- [SET EXERCISE]:
Copy the items below word for word, from the line containing "Outline every instance of the wispy" up to and including the line containing "M 119 37 L 118".

- [PROVIDED RECORDS]:
-*-*-

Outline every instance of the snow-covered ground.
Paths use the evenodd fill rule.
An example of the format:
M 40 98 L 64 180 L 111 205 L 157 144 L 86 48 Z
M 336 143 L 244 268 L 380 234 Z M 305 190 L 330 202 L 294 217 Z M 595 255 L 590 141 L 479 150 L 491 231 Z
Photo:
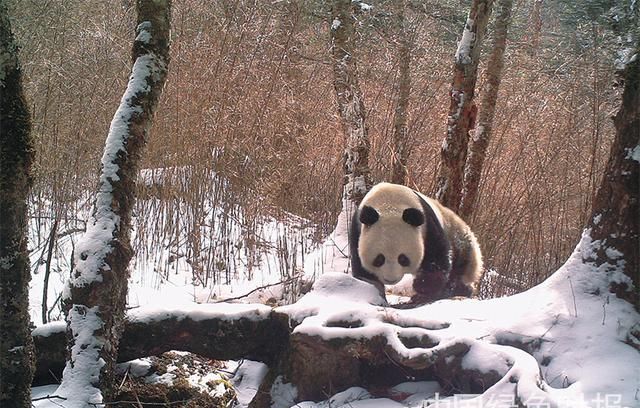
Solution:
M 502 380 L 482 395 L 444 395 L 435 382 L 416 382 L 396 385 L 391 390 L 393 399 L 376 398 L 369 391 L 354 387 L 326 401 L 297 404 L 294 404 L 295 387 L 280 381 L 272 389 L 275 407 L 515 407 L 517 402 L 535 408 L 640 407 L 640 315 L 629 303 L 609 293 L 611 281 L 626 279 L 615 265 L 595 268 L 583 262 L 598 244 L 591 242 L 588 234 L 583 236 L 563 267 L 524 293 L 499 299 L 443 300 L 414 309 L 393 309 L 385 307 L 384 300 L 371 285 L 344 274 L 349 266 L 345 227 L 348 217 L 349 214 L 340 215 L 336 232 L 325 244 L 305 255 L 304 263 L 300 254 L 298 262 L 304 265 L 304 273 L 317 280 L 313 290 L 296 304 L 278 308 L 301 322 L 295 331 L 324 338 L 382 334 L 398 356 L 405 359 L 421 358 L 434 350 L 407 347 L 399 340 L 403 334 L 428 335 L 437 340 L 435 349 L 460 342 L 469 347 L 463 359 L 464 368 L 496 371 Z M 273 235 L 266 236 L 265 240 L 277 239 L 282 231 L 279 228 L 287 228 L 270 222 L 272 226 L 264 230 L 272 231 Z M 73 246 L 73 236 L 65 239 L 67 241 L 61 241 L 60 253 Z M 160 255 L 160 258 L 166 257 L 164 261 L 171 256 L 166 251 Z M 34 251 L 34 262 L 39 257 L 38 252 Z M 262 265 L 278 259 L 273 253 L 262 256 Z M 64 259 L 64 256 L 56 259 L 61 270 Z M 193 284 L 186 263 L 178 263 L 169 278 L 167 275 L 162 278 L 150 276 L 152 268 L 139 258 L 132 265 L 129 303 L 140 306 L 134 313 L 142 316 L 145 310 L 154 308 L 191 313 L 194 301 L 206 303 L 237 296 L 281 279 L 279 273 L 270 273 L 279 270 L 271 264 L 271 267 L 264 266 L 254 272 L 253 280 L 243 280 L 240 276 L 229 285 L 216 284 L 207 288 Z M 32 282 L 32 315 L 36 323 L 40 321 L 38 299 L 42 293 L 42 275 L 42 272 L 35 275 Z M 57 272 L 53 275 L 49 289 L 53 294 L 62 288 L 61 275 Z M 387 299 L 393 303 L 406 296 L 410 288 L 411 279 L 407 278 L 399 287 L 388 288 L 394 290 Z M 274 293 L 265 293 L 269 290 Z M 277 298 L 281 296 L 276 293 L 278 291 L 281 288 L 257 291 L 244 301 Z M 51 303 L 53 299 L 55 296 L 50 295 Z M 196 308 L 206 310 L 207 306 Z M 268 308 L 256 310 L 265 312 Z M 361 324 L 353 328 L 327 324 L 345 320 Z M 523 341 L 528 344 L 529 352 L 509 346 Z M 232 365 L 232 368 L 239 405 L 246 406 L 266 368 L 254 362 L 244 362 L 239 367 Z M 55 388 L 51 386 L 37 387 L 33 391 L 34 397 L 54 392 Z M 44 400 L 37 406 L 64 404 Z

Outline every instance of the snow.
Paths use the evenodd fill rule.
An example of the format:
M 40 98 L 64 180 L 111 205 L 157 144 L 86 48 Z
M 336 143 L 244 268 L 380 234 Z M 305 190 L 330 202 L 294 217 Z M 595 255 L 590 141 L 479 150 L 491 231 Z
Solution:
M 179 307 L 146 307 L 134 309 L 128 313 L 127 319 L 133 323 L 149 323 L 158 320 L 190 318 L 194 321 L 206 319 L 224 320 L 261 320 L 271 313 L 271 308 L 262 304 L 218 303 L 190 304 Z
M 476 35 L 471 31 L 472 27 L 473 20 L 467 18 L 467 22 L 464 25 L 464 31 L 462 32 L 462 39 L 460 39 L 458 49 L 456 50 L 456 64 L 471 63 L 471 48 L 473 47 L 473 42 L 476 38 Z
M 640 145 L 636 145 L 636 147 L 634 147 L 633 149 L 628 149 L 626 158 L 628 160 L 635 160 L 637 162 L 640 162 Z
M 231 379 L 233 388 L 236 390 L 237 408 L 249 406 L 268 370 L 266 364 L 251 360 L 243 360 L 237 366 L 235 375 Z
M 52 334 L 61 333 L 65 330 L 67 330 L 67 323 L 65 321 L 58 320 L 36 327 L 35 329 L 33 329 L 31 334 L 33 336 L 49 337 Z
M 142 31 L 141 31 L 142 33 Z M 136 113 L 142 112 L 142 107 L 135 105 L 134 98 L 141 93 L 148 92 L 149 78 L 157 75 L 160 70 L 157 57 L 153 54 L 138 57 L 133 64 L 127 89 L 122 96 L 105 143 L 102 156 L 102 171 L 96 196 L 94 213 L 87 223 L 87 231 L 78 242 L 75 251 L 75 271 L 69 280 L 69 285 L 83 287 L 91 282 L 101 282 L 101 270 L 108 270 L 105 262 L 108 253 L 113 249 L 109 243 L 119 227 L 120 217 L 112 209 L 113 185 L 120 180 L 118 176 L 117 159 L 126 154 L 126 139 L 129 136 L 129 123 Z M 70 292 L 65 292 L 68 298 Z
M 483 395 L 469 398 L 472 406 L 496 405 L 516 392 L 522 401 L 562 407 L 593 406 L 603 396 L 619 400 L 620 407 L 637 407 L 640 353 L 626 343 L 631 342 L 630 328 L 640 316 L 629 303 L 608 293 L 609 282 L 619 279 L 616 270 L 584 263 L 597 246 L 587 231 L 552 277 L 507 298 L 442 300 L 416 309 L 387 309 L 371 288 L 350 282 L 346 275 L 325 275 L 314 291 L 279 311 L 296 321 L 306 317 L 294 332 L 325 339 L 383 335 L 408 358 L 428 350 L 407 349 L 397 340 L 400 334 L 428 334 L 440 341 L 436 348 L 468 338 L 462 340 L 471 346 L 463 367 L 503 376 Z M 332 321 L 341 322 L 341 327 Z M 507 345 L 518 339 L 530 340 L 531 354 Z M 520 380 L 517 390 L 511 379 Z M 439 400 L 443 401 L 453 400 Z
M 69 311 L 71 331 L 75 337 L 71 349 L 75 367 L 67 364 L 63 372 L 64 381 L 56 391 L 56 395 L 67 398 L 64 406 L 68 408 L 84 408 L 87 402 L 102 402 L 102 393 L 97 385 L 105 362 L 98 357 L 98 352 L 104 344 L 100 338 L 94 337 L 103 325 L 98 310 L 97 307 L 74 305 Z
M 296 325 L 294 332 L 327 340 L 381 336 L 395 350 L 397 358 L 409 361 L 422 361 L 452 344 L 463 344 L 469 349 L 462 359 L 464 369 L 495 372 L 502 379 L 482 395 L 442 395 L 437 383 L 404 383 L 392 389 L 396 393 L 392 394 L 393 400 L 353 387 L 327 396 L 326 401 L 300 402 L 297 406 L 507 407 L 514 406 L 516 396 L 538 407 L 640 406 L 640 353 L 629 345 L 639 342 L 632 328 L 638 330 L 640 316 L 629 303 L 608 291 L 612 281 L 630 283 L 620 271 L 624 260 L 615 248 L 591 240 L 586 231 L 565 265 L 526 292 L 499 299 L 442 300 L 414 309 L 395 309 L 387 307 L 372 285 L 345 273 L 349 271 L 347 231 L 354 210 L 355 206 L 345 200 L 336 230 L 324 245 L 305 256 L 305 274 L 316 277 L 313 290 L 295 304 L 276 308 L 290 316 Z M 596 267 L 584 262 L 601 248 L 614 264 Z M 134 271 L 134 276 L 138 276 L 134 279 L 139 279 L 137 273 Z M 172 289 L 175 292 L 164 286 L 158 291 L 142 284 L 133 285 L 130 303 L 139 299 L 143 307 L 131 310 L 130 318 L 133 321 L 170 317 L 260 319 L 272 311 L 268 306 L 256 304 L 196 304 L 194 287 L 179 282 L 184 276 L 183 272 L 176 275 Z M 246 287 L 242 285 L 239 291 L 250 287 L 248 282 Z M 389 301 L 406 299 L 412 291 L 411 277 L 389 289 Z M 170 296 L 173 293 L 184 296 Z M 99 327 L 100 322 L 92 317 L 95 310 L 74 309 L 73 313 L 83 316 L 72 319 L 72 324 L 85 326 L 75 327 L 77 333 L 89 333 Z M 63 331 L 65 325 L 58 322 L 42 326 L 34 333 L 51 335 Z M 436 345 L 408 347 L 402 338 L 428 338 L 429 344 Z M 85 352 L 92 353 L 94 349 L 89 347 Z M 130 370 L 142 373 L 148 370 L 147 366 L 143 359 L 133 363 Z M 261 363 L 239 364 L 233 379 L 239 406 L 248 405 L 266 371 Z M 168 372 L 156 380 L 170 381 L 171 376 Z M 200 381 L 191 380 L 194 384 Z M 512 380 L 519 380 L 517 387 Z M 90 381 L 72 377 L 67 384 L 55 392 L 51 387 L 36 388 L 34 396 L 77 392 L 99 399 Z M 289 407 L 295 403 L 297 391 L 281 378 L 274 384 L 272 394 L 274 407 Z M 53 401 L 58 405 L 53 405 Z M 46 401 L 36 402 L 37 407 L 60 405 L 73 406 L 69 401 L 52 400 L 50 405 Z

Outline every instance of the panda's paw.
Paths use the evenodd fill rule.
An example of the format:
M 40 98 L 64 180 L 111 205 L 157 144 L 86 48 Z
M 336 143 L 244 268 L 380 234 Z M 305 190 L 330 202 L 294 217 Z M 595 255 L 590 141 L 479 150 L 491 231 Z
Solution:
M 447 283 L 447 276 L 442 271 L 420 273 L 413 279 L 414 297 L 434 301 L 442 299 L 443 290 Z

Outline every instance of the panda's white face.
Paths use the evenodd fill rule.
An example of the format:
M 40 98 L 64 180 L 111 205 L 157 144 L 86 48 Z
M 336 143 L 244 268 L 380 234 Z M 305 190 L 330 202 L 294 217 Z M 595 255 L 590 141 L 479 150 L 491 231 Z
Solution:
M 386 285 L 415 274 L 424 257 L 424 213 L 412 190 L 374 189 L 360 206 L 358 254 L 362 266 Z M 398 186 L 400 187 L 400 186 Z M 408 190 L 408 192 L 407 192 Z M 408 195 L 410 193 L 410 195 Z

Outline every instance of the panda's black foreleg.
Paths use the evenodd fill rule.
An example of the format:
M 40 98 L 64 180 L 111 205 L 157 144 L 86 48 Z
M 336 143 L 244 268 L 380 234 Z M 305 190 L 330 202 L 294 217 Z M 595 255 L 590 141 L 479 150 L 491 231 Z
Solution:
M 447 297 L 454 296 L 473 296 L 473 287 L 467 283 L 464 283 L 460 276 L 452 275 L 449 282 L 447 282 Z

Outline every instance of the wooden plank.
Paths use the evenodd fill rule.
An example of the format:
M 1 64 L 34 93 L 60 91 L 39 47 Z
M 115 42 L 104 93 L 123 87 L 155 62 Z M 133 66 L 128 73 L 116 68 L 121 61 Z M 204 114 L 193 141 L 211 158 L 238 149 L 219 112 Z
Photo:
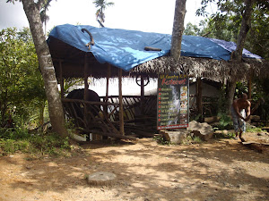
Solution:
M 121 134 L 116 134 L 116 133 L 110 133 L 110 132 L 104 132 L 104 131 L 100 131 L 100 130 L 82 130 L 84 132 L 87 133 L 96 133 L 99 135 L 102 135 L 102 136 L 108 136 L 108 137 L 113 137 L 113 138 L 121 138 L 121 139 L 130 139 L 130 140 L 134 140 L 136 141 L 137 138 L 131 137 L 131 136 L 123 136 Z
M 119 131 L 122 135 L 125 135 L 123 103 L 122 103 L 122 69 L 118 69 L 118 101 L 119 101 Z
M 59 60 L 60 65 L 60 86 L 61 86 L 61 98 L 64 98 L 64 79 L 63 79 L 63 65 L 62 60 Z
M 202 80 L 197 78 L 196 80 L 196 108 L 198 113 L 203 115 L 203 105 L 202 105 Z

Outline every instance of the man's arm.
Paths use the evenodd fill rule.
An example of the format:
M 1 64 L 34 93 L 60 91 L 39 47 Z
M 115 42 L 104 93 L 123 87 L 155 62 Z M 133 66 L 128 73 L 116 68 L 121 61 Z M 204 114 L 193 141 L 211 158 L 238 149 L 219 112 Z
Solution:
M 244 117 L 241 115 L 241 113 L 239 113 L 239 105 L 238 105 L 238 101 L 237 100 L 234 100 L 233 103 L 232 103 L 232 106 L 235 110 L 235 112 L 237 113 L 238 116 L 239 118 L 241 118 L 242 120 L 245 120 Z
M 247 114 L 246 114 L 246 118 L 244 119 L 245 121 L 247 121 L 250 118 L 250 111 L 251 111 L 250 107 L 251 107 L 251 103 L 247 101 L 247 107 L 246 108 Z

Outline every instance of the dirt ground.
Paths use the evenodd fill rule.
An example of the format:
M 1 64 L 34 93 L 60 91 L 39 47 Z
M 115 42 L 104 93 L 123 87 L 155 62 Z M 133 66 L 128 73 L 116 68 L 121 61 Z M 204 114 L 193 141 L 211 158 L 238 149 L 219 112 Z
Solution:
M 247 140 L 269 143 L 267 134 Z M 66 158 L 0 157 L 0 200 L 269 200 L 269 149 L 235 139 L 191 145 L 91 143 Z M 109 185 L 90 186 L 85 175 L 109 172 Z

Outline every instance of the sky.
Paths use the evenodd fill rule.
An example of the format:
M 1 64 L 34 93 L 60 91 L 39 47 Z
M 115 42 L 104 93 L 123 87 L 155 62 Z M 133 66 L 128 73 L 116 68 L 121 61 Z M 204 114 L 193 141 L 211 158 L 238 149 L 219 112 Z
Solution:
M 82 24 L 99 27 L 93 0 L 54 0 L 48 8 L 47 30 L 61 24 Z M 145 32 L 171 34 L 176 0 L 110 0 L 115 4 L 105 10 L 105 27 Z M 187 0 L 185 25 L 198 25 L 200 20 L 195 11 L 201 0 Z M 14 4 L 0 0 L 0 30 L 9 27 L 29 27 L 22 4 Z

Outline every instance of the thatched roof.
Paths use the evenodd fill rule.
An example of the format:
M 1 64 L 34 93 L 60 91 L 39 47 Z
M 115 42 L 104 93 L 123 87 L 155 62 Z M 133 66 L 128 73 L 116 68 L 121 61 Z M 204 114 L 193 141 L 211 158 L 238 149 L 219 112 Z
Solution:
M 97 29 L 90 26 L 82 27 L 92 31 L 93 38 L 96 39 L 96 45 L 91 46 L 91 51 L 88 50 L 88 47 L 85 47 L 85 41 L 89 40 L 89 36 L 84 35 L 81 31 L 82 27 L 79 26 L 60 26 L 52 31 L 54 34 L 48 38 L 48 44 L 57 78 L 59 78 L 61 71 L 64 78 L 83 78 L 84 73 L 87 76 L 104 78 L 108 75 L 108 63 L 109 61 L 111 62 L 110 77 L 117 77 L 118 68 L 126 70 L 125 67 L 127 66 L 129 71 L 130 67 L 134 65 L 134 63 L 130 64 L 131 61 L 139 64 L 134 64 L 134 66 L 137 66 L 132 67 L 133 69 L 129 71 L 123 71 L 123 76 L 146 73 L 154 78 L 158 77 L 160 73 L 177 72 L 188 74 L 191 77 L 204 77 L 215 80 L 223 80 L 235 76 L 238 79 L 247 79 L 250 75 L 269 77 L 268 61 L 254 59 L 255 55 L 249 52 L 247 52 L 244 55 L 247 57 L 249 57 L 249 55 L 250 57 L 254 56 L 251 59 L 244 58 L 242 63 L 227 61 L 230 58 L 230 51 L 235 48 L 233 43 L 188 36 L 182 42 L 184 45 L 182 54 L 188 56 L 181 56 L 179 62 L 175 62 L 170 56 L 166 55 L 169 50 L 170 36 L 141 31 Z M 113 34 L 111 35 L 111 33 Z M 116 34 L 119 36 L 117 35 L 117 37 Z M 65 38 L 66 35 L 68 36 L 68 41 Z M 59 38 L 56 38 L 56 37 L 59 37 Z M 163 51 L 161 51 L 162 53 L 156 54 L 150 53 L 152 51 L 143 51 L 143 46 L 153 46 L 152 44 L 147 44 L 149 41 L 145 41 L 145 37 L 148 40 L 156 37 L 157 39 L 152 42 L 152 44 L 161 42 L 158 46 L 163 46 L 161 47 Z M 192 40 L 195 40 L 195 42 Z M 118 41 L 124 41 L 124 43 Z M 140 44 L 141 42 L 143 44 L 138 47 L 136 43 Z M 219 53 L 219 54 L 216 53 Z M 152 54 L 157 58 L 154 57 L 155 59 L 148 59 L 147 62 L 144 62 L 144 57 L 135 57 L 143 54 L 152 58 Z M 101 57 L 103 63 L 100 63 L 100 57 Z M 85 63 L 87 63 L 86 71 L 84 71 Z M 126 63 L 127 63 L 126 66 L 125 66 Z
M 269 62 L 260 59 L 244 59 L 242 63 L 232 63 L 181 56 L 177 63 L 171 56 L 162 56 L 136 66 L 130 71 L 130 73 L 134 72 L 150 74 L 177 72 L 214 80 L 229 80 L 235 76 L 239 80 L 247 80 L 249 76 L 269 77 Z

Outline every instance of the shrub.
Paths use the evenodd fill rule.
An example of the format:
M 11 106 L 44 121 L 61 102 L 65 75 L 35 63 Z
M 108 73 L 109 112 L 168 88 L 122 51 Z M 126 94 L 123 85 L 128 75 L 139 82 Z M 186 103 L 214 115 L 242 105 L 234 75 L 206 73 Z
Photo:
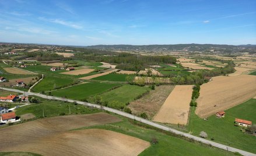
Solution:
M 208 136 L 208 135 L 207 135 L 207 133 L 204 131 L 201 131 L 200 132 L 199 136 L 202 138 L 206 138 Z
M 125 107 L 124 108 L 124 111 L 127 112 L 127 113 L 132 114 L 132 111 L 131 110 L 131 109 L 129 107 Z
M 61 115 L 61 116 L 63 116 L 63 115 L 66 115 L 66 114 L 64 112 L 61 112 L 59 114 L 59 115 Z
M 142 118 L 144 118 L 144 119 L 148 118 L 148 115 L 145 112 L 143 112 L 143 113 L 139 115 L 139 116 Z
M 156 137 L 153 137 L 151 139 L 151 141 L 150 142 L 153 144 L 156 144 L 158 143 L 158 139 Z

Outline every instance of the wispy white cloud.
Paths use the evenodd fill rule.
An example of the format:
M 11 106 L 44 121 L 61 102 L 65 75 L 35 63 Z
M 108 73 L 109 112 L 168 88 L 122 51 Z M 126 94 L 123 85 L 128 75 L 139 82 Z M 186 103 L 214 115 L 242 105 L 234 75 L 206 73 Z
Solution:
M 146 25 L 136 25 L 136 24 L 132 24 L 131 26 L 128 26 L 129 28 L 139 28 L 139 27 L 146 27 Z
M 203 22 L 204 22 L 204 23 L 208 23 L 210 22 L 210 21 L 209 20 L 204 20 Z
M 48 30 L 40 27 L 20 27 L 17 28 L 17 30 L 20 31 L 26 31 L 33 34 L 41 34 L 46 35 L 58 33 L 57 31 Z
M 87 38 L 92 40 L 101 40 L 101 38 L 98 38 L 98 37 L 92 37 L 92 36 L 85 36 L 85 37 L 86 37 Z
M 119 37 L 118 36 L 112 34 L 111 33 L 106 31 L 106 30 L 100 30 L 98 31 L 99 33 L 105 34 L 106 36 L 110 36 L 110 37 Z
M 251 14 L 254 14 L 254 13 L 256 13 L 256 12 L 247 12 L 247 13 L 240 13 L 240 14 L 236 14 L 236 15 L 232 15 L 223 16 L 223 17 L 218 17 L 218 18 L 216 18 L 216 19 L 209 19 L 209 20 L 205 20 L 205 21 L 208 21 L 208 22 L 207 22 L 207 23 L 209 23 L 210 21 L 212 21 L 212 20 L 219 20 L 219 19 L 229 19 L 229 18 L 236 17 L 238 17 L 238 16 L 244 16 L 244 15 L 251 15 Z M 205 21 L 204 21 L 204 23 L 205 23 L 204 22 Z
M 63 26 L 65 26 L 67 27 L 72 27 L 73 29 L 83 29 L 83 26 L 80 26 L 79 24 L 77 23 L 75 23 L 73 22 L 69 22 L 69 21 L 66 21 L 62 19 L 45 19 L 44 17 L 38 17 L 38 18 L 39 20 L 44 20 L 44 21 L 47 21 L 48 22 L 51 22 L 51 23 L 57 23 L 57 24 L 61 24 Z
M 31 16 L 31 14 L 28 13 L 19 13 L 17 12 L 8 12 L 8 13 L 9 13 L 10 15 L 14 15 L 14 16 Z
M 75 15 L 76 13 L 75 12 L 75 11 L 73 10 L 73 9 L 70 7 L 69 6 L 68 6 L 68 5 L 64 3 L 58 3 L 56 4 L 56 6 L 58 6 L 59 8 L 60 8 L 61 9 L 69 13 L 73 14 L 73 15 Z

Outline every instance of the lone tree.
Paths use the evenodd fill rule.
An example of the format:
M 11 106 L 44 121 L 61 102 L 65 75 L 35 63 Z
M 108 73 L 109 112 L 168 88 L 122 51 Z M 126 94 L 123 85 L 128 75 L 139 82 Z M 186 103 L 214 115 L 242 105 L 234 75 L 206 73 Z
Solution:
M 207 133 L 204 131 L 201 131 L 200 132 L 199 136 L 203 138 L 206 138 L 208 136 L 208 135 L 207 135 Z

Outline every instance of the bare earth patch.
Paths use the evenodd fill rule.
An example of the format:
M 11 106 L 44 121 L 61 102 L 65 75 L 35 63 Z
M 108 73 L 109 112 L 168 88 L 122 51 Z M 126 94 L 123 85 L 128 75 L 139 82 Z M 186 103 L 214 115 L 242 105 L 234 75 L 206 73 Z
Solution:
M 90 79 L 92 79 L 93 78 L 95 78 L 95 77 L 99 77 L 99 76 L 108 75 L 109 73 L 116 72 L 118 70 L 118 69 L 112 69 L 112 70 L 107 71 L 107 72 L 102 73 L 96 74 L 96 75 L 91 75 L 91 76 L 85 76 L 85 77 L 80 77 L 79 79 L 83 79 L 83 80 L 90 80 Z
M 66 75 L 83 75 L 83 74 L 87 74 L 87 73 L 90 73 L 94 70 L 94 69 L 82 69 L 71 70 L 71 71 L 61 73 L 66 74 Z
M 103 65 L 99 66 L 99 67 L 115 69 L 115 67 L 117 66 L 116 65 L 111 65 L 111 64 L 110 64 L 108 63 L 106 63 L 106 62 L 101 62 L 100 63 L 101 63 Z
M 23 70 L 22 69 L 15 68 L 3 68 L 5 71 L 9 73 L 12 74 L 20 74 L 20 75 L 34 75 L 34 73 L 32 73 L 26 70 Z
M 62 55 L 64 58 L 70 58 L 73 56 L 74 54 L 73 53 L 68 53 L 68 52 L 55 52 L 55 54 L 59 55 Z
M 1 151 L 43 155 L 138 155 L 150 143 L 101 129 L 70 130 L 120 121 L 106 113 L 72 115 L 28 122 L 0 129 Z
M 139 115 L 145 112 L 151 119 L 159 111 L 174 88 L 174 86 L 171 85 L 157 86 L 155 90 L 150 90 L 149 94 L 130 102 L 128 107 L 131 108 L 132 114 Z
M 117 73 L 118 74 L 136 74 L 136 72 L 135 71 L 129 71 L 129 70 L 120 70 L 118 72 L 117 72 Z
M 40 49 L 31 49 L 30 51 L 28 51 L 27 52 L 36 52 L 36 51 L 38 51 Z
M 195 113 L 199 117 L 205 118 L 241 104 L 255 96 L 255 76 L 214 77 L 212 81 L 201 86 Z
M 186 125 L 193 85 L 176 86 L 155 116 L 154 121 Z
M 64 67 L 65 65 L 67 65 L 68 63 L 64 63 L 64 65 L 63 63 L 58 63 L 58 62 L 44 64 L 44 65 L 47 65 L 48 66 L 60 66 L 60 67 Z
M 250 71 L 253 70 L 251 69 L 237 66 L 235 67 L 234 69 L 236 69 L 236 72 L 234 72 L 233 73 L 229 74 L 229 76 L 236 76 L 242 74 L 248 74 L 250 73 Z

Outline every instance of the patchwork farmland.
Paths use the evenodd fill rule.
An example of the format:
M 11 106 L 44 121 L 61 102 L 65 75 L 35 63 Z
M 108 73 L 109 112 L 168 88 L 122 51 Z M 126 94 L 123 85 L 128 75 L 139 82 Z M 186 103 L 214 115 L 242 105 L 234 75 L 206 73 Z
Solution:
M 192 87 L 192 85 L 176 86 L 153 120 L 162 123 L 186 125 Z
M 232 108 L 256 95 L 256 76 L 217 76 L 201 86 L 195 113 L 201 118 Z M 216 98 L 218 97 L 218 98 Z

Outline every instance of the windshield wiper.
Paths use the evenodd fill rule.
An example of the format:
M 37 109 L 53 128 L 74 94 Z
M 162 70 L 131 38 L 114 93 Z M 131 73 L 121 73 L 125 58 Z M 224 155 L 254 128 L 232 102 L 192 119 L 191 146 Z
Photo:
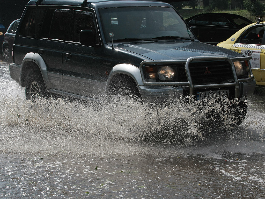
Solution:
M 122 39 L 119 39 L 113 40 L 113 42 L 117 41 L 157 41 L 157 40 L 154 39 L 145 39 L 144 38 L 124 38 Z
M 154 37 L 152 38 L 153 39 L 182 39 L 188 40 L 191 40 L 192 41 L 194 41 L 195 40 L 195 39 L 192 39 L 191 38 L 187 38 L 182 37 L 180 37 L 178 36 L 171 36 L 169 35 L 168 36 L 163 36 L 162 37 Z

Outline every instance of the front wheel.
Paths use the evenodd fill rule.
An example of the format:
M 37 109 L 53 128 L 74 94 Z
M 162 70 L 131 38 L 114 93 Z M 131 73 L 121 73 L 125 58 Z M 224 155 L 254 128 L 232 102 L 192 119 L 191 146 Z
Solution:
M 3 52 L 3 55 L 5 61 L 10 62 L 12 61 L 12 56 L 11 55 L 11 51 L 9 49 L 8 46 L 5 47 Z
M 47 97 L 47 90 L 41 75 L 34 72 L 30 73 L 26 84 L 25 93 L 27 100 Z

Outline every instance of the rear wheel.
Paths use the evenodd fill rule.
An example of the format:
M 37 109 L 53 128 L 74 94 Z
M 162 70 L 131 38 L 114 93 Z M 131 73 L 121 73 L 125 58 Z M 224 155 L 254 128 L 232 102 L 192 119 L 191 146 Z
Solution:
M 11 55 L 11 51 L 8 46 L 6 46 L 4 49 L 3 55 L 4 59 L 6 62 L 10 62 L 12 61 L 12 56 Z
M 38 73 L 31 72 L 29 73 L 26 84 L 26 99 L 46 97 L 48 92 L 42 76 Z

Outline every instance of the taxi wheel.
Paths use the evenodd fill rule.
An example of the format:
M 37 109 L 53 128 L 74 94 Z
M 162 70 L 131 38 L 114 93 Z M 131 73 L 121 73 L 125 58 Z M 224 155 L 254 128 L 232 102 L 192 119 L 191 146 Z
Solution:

-*-*-

- [RESULT OF THE TASK]:
Outline every instance of the wispy white cloud.
Paths use the evenodd fill rule.
An example of the format:
M 11 106 L 44 121 L 61 102 L 65 75 L 35 63 Z
M 108 73 L 109 112 L 168 88 L 122 51 Z M 126 94 L 123 85 L 128 75 L 139 82 Z M 186 103 L 214 115 L 242 105 L 234 75 L 206 73 Z
Solution:
M 146 25 L 136 25 L 136 24 L 132 24 L 131 26 L 128 26 L 129 28 L 139 28 L 139 27 L 146 27 Z
M 203 22 L 204 22 L 204 23 L 208 23 L 210 22 L 210 21 L 209 20 L 204 20 Z
M 48 30 L 40 27 L 20 27 L 17 28 L 17 30 L 20 31 L 26 31 L 33 34 L 41 34 L 46 35 L 58 33 L 57 31 Z
M 87 38 L 92 40 L 101 40 L 101 38 L 98 38 L 98 37 L 92 37 L 92 36 L 85 36 L 85 37 L 86 37 Z
M 119 37 L 118 36 L 112 34 L 111 33 L 106 31 L 106 30 L 100 30 L 98 31 L 99 33 L 105 34 L 106 36 L 110 36 L 110 37 Z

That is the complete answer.